GIVEN TEXT:
Whether or not Thomas Jefferson had a mulatto daughter, Williams Wells Brown created a fictional one in his 1853 novel, "Clotel or The President's Daughter," as a vehicle to relate the psychological and sexual abuse of black women during slavery and after.

There is no recorded evidence that field hand Tom Burwell ever existed, but as the main character in Jean Toomer's 1925 short story, "Blood-Burning Moon," his death represented the ritualistic executions of scores of black men who were tortured, castrated, hung and burned in the South.

Black American fiction from its inception has served to chronicle the social, political and psychological history of a people often excluded from the mainstream documentation of events, fleshing out the skimpy, often distorted, view of them presented by white historians. That is the theme University of Maryland literature professor Joyce Ann Joyce uses as the basis for her eight-week Smithsonian Institution course, "Modern Black Writers."

"My students tend to think fiction is fiction and there is no correlation between fiction and reality," Joyce said, but "with black fiction, that is not true."

Joyce's views are shared by Toni Morrison, Margaret Walker, Ralph Ellison and others among the nine writers whose books Joyce explores in her teaching.

Extracted records
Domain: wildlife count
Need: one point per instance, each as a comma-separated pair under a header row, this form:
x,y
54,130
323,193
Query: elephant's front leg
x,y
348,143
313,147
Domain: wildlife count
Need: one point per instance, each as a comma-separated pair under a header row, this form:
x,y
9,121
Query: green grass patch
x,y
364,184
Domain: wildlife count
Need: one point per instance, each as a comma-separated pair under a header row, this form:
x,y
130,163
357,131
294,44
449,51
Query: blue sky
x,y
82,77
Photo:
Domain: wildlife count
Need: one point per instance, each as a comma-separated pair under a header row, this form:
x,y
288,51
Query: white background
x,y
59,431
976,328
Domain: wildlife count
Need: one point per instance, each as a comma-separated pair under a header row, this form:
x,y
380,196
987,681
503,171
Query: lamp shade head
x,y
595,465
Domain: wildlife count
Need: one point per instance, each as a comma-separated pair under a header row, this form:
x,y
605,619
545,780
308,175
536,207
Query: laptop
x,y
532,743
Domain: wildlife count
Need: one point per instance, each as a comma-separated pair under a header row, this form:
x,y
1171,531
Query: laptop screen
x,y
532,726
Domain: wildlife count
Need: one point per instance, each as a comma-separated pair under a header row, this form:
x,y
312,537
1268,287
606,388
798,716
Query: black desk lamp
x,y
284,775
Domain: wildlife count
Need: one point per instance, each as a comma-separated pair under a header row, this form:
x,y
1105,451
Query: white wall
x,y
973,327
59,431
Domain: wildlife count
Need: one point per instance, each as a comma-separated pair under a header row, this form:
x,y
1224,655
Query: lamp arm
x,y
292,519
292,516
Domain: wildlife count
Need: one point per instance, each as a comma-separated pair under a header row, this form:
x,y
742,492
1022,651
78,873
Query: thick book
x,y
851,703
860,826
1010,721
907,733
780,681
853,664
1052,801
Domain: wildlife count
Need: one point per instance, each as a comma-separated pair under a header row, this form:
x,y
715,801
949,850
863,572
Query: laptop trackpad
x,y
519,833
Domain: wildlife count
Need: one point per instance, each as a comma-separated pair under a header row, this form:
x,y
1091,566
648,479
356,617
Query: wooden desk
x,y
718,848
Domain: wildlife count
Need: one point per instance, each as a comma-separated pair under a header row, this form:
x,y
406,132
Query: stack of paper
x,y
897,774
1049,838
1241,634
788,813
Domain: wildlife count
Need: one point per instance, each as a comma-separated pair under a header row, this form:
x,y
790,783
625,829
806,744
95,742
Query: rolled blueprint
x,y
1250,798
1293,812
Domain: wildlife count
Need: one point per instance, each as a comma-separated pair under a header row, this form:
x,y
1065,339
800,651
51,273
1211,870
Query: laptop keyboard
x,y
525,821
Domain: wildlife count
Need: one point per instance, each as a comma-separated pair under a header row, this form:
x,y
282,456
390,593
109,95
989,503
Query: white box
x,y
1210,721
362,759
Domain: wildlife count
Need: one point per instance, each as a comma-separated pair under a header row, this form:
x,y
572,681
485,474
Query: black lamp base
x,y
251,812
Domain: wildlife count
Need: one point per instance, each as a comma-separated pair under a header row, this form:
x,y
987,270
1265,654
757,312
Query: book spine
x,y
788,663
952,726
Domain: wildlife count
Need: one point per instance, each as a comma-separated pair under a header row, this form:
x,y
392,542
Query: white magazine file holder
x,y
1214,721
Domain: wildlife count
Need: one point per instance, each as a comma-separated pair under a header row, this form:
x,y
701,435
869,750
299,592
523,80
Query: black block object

GOALS:
a) Name every person the passage on Black American fiction identifies as having written a novel, a short story, or books.
b) Report each line of the rows that contains the string "desk", treating uppercase and lowercase as different.

ANSWER LIST:
a) Williams Wells Brown, Jean Toomer, Toni Morrison, Margaret Walker, Ralph Ellison

b)
Query: black desk lamp
Query: wooden desk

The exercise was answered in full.